Start of Block
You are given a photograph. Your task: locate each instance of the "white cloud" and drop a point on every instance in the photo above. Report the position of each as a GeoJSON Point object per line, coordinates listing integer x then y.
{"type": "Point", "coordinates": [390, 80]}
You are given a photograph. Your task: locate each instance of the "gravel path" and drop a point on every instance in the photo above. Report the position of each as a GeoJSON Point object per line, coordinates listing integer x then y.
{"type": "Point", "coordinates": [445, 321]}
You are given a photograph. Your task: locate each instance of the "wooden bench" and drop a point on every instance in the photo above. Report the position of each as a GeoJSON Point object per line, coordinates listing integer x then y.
End of Block
• _WORK REQUIRED_: All of the entries above need to be output again exactly.

• _SOLVED EXERCISE_:
You are given a photograph. Your task: locate each instance of the "white cloud" and drop a point on every instance in the photo above. Report the position of each as a GeoJSON Point object per line, coordinates listing integer x then y.
{"type": "Point", "coordinates": [390, 80]}
You are given a photograph. Your task: locate each instance of the "gravel path" and drop a point on every instance in the photo above. Report the position of each as a GeoJSON Point object per line, coordinates listing integer x then y.
{"type": "Point", "coordinates": [445, 321]}
You are given a photograph. Your task: locate each instance of the "wooden bench" and drop a point on every instance in the photo above. Report the position of each as a GeoJSON Point object per line, coordinates listing integer x then y.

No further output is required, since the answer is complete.